+++ Given information
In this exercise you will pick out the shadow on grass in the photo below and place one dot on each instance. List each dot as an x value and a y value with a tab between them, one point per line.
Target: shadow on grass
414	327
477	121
++++++
+++ Given information
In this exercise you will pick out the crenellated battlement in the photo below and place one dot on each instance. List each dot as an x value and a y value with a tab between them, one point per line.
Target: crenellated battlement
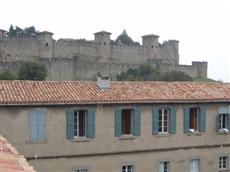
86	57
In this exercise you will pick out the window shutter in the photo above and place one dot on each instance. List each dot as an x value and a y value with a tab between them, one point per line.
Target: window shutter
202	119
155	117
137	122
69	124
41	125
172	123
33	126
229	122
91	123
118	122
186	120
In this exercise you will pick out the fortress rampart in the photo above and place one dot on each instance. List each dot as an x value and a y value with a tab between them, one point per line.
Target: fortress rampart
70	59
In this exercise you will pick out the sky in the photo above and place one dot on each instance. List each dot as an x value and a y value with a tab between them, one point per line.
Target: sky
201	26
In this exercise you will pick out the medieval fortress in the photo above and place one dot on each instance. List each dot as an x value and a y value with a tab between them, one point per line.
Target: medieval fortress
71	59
++++++
+++ Given information
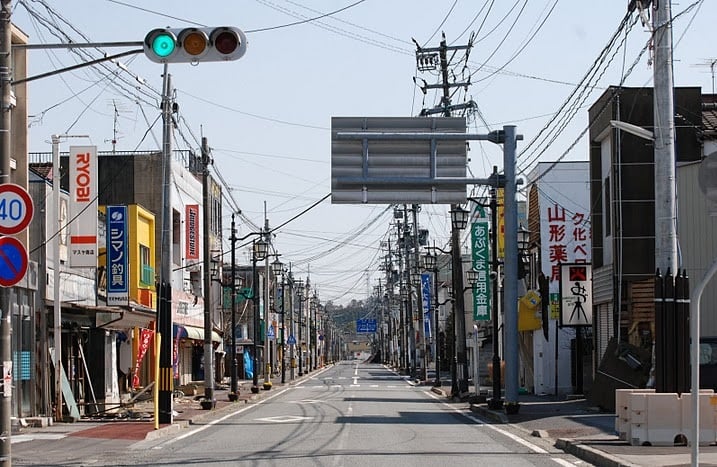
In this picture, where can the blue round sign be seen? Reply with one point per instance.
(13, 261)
++++++
If a line above contains the word "below", list it.

= Problem solution =
In this exercise you will pick out the shadow on grass in the photo below and place one dot on each instance. List each dot as an x value and a y value with a tab between them, one point per line.
In this exercise you will pick out the crenellated battlement in the photo below and place one dot on each instance. List each dot as an x value and a y value with a tab between them, one point per line.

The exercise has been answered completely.